» **Given task**
Put the lines of the records below into a numbered list, starting at the line that contains "Question. Provide a point on each instance of the red" and ending at the line that contains "x=291, y=223". Leave out any blank lines.

== Entries shown ==

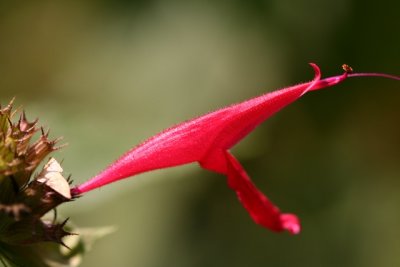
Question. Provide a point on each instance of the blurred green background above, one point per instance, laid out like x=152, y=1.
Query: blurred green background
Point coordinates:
x=108, y=74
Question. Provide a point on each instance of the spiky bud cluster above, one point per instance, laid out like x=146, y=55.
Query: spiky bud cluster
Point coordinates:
x=25, y=198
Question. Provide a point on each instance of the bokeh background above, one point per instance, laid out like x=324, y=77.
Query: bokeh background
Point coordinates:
x=108, y=74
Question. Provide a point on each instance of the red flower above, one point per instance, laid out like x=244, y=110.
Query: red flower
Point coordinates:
x=208, y=138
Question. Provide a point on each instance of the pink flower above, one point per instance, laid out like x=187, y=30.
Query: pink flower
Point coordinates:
x=207, y=140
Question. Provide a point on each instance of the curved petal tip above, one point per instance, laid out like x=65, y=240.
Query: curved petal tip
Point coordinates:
x=291, y=223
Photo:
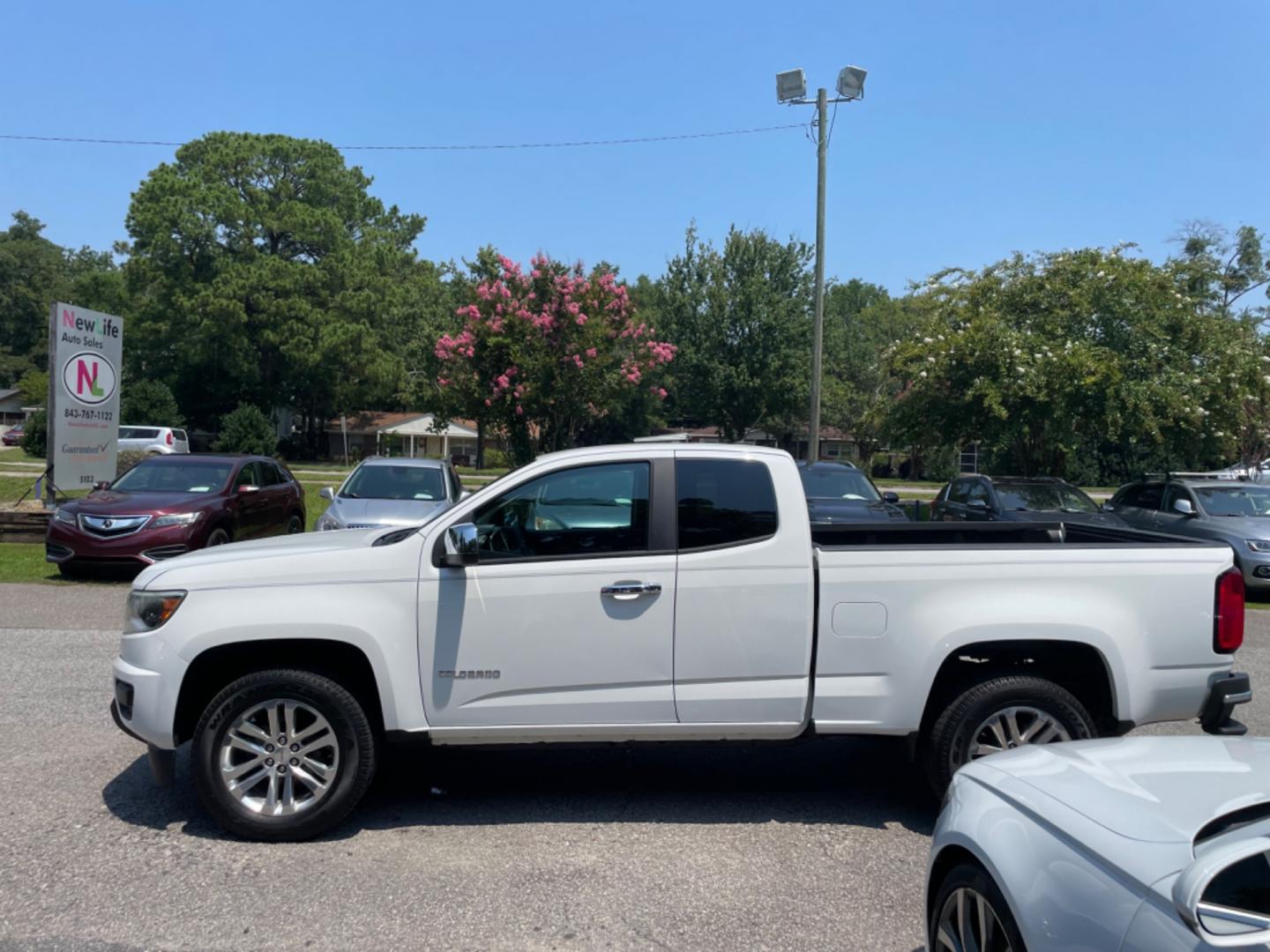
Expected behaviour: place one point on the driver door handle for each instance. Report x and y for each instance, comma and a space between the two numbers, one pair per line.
631, 589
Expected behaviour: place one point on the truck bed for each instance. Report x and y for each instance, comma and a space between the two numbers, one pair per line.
987, 533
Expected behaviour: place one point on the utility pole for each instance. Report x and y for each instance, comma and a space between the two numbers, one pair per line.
791, 90
822, 150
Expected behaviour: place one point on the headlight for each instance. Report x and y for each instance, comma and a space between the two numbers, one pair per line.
152, 609
176, 519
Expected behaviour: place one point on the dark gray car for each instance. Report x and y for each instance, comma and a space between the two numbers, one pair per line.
1227, 510
1019, 499
383, 493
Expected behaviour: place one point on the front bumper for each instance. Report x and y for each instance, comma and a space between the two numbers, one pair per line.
1224, 695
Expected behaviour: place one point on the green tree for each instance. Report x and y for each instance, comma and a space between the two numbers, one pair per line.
739, 317
247, 429
265, 271
545, 354
149, 401
1093, 352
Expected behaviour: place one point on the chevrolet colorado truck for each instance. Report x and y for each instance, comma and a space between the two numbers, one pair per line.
658, 593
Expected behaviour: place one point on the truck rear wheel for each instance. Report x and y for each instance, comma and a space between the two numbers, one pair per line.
282, 755
997, 715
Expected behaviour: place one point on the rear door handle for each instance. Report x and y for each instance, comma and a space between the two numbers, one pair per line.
631, 589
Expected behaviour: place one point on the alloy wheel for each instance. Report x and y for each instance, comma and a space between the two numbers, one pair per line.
968, 923
279, 758
1015, 727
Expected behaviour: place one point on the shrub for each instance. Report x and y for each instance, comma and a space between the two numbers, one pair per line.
247, 430
34, 438
126, 460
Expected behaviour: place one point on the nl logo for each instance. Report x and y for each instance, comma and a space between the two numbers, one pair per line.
89, 378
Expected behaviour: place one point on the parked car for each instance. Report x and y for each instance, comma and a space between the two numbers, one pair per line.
1229, 510
1018, 499
168, 505
840, 493
386, 493
153, 439
691, 600
1145, 844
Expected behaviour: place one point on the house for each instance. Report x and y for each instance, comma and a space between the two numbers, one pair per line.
834, 444
372, 433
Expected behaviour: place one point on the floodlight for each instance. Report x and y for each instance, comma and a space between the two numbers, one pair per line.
790, 86
851, 83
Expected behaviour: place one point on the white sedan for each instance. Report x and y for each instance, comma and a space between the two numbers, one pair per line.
1143, 844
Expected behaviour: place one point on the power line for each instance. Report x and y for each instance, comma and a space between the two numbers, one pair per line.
469, 147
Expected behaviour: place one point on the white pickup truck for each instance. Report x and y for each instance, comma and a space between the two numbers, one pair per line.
657, 593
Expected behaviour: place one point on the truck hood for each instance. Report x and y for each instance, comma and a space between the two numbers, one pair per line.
308, 559
1156, 790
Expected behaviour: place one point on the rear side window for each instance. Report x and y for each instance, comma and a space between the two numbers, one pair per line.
724, 502
1145, 496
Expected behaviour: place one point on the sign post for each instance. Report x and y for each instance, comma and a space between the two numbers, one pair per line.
86, 349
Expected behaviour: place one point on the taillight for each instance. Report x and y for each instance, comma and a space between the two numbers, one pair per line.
1229, 612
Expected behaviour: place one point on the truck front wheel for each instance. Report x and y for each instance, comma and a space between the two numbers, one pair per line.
282, 755
998, 715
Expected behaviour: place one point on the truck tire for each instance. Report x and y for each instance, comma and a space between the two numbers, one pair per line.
282, 755
1001, 714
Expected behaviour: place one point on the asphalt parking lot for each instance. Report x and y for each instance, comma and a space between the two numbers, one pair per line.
811, 845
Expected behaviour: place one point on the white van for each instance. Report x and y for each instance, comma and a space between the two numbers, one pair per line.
153, 439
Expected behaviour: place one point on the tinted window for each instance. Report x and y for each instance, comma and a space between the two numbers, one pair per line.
395, 481
723, 502
248, 476
161, 476
578, 512
1148, 496
837, 482
1044, 496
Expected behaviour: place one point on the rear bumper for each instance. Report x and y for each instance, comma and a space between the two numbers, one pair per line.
1223, 695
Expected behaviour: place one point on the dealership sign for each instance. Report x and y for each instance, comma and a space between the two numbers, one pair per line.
84, 353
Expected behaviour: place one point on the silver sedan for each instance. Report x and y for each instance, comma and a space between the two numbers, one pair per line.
1143, 844
383, 493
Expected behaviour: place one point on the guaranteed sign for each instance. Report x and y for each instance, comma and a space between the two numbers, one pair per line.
84, 353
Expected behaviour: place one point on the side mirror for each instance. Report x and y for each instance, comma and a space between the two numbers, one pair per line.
1213, 897
462, 546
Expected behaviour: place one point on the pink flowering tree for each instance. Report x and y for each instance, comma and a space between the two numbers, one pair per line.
546, 351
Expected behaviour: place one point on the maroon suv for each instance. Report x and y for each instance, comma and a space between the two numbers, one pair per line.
167, 505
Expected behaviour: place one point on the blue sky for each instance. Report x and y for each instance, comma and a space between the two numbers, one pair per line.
987, 127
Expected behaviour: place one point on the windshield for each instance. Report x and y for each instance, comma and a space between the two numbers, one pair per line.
164, 476
417, 482
1044, 496
839, 484
1235, 501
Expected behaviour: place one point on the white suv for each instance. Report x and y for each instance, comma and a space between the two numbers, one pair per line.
153, 439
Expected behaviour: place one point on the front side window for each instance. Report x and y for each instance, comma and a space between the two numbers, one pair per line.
580, 512
723, 502
1235, 501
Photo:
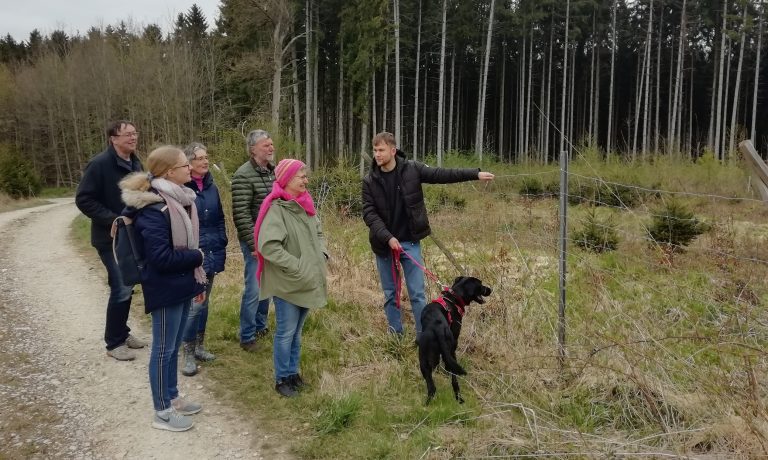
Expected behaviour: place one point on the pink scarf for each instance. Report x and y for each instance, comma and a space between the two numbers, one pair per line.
284, 172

===

» **Full response**
1. Question. Provide a point on each instance of the red flower above, one point per instance, laid out like x=244, y=110.
2. Query: red flower
3. Point coordinates:
4. x=208, y=138
5. Question. Provide a point on each instance of the pink flower above, one point per instance, laid out like x=187, y=30.
6. Query: pink flower
7. Point coordinates:
8. x=207, y=140
9. Question. Provide a point on each instance of the curved petal tip above, one point per instance, laid out like x=65, y=240.
10. Query: curved petal tip
11. Point coordinates:
12. x=291, y=223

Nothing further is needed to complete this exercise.